> _Exercise details_
Carry on the forum thread in which members post pictures of themselves, picking up right after its final post.

> _Document excerpt_

# Picture of yourself



## awf170 (Jul 18, 2005)

Ya so we had the pictures of your cats, and gf/wife even though it was kinda a joke...
So what about yourself, it would be kinda cool just to be able to match the words with a pic...
Heres me lookin cool holdin my 2 fat cats(i would post a skiing pic but i dont have any of me)  I would also just have a normal picture of me but i dont have any on the computer like that and i cant find my camera, so heres the cool pic of me with my cats...






ohh heres a one with snow... so it is kinda ski related


----------



## bvibert (Jul 18, 2005)

Here ya go:

Me and my *new daughter*:




Me sporting my new *AZ tatoo*:


----------



## riverc0il (Jul 18, 2005)

here's a few more of my favorites:
from kmart in dec 04
tucks in june 05
one of my favorites from north sugarloaf, NH


----------



## ALLSKIING (Jul 18, 2005)

This is me at work.


----------



## loafer89 (Jul 18, 2005)

Here is a picture of me from 20 years ago today (Zermat pass)


----------



## awf170 (Jul 18, 2005)

loafer89 said:
			
		

> Here is a picture of me from 20 years ago today (Zermat pass)



do you ever throw anything away??? :wink:


----------



## awf170 (Jul 18, 2005)

ALLSKIING said:
			
		

> This is me at work.



so whatcha got to eat in your hand...


----------



## loafer89 (Jul 18, 2005)

Me heli-skiing in B.C:


----------



## ALLSKIING (Jul 18, 2005)

That last one was a joke.. :lol: This one is for real.


----------



## dmc (Jul 19, 2005)




----------



## Greg (Jul 19, 2005)

At Sugarloaf (April 2004):




On Lafayette (June 2004):


----------



## awf170 (Aug 9, 2005)

bump.... no one else???


----------



## ctenidae (Aug 9, 2005)

Well, I can't get it to work. I'm the one in red, and I'd just finished the New York Century, and I wish the beer weren't just a photoshop.

EDIT: Fixed the pic for ya, BV


----------



## bvibert (Aug 9, 2005)

ImageShack seems to be a little slow today, ctenidae.  That pic took forever to load for some reason...


----------



## ctenidae (Aug 9, 2005)

Thanks for the assist, bvibert.

That pic was actually used as a photoshop contest on Fark. Pretty funny results. Google "farker ctenidae" and the first link is all the entries.


----------



## smitty77 (Aug 10, 2005)

Here's a photo of the boy and myself before heading out in the snow.


----------



## cbcbd (Aug 11, 2005)

Me next to my car:


----------



## Max (Aug 12, 2005)

At this year's Ironman in Lake Placid, just before the 52 mph downhill into Keene NY.

http://community.webshots.com/photo/257775529/418690761xiOSxU


----------



## JimG. (Aug 12, 2005)

cbcbd said:
			
		

> Me next to my car:



You look like your trying to figure out how to hot wire it.


----------



## ctenidae (Aug 12, 2005)

Either how to hot wire it or who stole the 1973 Toyota Corrola he'd parked there.

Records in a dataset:
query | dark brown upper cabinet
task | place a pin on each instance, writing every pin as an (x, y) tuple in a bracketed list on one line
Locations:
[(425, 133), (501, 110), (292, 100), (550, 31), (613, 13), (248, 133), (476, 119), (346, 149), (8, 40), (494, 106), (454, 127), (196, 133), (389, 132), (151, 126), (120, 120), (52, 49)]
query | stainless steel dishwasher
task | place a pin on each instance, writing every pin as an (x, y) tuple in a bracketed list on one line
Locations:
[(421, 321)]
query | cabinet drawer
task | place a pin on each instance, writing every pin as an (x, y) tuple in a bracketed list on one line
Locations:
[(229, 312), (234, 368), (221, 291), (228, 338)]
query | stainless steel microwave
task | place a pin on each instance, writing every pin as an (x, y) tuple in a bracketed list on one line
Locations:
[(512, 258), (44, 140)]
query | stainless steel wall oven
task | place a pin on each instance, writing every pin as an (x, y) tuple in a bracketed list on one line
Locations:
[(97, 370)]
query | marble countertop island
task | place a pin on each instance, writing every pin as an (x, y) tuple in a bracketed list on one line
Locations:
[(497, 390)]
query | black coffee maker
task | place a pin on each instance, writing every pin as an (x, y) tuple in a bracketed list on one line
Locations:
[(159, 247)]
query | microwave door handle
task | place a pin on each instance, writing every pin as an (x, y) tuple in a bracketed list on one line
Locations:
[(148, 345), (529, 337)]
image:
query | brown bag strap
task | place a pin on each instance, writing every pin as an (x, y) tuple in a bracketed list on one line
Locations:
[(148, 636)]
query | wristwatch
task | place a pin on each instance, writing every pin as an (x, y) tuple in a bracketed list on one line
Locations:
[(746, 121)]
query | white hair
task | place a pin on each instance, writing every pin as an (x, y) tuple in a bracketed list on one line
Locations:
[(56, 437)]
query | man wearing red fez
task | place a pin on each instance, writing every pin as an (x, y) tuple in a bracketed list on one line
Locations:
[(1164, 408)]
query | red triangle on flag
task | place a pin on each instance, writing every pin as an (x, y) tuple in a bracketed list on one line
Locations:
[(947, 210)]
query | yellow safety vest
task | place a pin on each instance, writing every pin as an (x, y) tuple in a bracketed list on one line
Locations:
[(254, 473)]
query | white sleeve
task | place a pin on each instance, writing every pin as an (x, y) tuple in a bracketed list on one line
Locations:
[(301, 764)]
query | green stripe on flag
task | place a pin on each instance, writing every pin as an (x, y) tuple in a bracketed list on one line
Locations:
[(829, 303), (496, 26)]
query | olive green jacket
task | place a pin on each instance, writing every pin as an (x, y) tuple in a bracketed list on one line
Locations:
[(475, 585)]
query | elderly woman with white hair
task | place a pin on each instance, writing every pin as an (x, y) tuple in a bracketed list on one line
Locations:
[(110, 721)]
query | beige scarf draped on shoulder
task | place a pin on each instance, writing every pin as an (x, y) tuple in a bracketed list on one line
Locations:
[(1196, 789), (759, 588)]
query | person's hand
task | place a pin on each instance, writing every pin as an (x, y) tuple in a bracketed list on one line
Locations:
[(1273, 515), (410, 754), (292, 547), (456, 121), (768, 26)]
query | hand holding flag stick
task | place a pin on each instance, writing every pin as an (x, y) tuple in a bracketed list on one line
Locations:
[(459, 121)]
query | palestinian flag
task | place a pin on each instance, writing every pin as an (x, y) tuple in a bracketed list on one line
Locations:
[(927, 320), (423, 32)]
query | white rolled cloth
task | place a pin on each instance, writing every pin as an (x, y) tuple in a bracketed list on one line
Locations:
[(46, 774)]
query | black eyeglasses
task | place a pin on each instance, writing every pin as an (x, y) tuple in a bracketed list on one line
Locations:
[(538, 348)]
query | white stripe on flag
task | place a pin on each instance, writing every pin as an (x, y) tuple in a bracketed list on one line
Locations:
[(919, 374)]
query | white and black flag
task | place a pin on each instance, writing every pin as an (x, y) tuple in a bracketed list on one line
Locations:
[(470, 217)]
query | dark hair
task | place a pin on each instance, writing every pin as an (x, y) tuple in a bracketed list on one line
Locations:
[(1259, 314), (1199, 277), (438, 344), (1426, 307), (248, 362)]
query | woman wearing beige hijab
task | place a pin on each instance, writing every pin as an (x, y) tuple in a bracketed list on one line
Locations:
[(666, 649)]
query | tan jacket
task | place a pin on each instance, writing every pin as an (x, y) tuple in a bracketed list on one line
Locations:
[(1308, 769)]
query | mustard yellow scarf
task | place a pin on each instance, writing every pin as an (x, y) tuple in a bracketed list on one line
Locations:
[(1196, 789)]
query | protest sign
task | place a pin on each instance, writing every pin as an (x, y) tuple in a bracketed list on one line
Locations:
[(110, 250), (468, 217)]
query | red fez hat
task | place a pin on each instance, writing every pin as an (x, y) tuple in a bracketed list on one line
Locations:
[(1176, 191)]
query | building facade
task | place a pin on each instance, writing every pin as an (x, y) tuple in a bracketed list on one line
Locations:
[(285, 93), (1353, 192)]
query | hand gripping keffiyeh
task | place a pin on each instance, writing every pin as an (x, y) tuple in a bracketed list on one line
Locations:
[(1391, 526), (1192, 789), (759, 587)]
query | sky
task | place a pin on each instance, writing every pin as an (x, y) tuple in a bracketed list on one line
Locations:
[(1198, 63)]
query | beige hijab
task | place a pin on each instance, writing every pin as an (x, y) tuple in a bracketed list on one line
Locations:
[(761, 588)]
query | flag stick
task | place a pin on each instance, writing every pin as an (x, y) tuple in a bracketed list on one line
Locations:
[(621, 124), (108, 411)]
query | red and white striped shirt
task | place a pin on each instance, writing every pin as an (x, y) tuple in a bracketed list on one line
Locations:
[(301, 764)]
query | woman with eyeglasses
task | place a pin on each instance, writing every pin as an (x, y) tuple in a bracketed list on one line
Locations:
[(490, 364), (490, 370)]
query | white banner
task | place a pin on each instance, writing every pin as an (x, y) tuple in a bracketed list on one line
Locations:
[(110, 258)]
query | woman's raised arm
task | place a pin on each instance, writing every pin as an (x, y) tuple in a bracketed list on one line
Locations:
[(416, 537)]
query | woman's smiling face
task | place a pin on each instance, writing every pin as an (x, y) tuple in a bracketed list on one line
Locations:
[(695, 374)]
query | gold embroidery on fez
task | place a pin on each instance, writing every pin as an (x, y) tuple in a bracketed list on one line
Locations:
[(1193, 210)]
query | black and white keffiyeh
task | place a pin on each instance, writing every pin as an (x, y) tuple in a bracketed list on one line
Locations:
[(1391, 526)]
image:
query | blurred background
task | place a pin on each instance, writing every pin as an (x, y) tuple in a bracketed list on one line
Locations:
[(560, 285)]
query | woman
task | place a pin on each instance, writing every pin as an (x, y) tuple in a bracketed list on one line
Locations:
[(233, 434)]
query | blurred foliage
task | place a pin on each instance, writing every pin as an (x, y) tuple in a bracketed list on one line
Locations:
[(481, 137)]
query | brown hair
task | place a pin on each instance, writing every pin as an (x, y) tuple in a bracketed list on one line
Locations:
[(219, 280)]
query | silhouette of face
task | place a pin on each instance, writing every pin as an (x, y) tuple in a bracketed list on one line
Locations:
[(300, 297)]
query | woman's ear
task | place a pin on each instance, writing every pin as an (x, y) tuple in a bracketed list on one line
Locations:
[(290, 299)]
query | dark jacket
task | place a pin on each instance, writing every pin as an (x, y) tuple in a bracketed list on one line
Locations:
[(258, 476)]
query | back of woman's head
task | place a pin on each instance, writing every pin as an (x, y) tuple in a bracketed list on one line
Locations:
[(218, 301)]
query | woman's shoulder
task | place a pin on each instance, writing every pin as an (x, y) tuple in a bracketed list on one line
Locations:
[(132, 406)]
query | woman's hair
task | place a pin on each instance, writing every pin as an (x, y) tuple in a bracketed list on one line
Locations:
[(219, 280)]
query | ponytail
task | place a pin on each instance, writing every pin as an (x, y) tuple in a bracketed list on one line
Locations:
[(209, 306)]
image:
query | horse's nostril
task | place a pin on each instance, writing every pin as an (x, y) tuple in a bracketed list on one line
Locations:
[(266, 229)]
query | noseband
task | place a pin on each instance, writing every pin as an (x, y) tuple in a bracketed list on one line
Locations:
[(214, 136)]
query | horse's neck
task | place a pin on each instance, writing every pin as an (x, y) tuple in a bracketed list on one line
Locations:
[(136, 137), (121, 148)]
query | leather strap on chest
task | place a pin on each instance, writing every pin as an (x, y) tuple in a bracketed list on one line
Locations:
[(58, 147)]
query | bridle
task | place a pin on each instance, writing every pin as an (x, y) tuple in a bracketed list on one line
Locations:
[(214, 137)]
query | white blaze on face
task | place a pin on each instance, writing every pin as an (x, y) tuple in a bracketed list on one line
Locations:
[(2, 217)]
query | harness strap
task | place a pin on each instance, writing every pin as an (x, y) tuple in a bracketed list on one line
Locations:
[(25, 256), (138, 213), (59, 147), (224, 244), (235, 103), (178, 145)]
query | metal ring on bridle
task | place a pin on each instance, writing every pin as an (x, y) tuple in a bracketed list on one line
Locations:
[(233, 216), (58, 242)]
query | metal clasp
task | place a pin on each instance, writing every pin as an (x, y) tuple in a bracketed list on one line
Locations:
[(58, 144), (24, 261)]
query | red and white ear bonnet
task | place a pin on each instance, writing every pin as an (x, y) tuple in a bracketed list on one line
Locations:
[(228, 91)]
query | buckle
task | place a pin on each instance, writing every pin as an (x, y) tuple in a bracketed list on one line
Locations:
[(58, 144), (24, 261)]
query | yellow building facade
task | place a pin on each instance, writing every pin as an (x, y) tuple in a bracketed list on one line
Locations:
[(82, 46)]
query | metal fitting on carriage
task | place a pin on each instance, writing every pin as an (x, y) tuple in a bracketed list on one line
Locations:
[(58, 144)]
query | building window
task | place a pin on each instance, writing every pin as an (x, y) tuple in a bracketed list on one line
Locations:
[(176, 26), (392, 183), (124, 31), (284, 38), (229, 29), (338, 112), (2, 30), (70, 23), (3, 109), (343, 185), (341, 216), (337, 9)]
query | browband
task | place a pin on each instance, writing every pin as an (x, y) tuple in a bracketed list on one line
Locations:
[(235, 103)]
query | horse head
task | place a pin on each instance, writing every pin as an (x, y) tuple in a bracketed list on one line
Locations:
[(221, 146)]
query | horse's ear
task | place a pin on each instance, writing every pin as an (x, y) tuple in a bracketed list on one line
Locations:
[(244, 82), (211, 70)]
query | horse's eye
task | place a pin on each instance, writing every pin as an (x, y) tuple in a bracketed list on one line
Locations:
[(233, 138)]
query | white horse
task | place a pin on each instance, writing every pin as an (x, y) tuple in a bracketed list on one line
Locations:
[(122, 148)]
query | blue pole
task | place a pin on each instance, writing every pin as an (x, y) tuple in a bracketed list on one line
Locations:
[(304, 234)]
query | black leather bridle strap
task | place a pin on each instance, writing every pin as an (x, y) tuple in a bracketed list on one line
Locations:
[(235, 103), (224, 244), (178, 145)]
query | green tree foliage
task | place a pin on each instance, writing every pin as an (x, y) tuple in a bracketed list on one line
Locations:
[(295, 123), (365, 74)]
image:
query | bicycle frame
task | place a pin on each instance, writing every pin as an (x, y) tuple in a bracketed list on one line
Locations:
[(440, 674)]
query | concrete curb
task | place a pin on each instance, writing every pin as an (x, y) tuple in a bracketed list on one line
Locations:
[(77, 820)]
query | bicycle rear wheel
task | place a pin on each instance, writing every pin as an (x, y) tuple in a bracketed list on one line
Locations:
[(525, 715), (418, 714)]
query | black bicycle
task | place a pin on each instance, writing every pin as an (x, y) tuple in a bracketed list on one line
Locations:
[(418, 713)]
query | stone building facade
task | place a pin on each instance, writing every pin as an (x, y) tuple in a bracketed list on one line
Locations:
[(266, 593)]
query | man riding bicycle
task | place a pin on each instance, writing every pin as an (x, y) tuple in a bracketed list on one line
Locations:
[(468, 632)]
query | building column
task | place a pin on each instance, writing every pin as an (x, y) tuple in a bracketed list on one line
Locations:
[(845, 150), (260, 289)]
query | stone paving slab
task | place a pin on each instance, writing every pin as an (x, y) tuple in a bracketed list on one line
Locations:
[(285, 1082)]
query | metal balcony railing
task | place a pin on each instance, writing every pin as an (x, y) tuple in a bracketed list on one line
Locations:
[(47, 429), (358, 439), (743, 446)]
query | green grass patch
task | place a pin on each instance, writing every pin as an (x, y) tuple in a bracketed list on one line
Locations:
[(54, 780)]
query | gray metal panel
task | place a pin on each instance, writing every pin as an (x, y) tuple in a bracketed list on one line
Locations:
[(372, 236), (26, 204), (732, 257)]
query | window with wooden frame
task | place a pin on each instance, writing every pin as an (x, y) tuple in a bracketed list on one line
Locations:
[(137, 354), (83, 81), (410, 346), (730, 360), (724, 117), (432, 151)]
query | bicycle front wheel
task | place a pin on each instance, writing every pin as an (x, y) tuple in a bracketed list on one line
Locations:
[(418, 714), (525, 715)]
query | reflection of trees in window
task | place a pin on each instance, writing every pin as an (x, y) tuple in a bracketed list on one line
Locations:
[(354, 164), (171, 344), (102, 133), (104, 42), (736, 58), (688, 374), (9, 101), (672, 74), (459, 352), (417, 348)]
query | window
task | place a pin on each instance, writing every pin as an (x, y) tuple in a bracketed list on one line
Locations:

> _Answer to this exercise_
----------



## thetrailboss (Aug 12, 2005)

Me hiking the Wapack:  





Trailboss representing AZ at Burke (far left):  





And last, TB showing good form at the BEast Outing:


----------



## Greg (Aug 12, 2005)

thetrailboss said:
			
		

> And last, TB showing *good form* at the BEast Outing:


Now _*that's*_ debatable...


----------



## thetrailboss (Aug 12, 2005)

Greg said:
			
		

> thetrailboss said:
> 
> 
> 
> ...



Actually, all clothed in black, I kind of look like skiing's version of Darth Vader or something!


----------



## Greg (Aug 12, 2005)

thetrailboss said:
			
		

> Actually, all clothed in black, I kind of look like skiing's version of Darth Vader or something!


I actually think you look more like our resident super hero,

*SuperBoss!*










The resemblance is uncanny...


----------



## bvibert (Aug 12, 2005)

Greg said:
			
		

> thetrailboss said:
> 
> 
> 
> ...



:lol: :lol:  I had forgotten about that! 

TB, you need a black helmet, then maybe you'll look like Darth Vadar...


----------



## ski_resort_observer (Aug 17, 2005)

[/url]


----------



## dmc (Aug 17, 2005)

DMC on the drums...


----------



## ctenidae (Aug 17, 2005)

Saaay, you don't _look_ like an 18 year old punk snowboarder, dmc...


----------



## dmc (Aug 17, 2005)

ctenidae said:
			
		

> Saaay, you don't _look_ like an 18 year old punk snowboarder, dmc...



More like a 42 year old, greying, jaded, surly, obnoxious, outspoken, snowboarder that telemarks so he can hit MRG... :roll:


----------



## ctenidae (Aug 17, 2005)

Well, you _do_ telemark.
Does that mean you don't shower?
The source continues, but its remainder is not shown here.